GIVEN DATA

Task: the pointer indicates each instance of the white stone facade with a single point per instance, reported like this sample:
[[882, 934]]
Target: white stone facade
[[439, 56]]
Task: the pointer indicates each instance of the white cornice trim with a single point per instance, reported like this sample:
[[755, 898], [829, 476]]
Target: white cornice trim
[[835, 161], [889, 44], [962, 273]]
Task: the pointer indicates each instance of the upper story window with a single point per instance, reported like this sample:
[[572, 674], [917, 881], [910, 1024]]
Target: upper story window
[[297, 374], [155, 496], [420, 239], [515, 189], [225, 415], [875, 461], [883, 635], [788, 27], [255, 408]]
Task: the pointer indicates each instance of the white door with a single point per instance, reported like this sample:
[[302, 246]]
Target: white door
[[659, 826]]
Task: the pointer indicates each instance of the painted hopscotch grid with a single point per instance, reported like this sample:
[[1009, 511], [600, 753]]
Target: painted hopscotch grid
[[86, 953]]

WHAT TO DO
Give back, unchanged, every line from the one with "[[755, 898], [829, 476]]" to the end of the entries above.

ANSWER SECTION
[[755, 898], [829, 476]]
Target: white cornice trim
[[835, 161], [889, 44], [962, 273]]
Task: the pointer indicates each instance of the upper story window with a single point per instance, reported like this sample:
[[572, 674], [917, 881], [910, 1024]]
Target: upper story window
[[297, 374], [155, 496], [420, 239], [515, 189], [225, 415], [875, 461], [883, 635], [788, 27], [255, 408]]
Task: the pointer indicates each instance of the white door with a single point per instance, reported like this sample:
[[302, 246]]
Target: white door
[[659, 826]]
Task: the pointer indicates each instance of the painted hopscotch grid with a single point per instance, reported like this sample:
[[1009, 511], [600, 753]]
Target: painted hopscotch grid
[[86, 953]]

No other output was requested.